Could you copy out the records below word for word, leaving out the pictures?

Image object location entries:
--- start ---
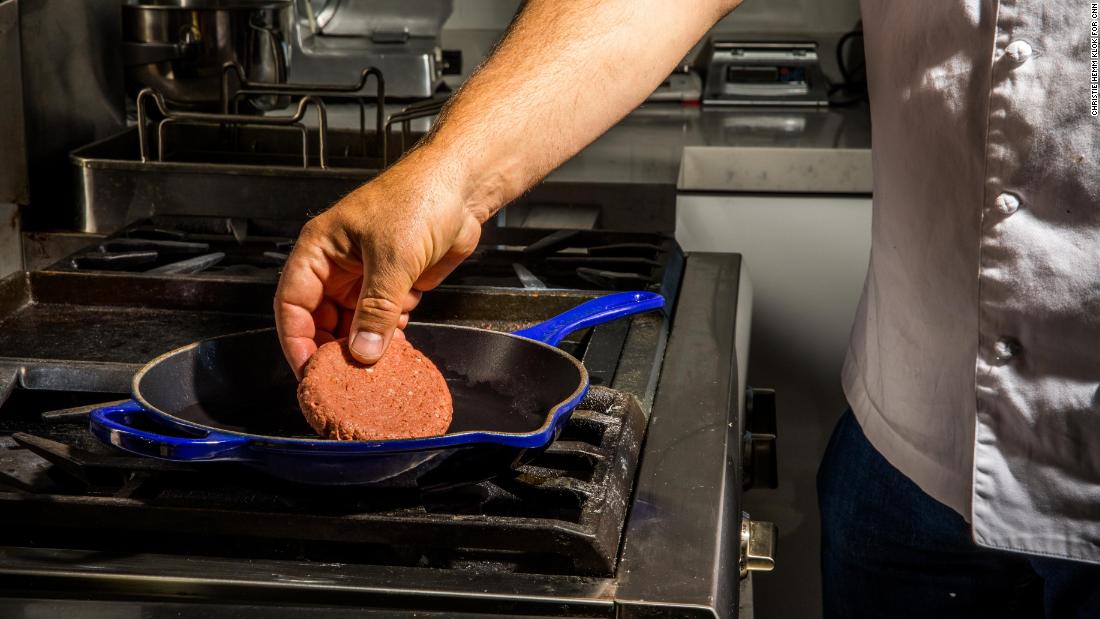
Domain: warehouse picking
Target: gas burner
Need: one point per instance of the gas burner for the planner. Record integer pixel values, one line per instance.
(563, 512)
(506, 257)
--- end ---
WRITTEN SOLUTION ::
Domain: warehouse picking
Target: gas burner
Need: one point per instance of the gas burner for the planner. Record integer pixel values, one line per instance.
(563, 512)
(506, 257)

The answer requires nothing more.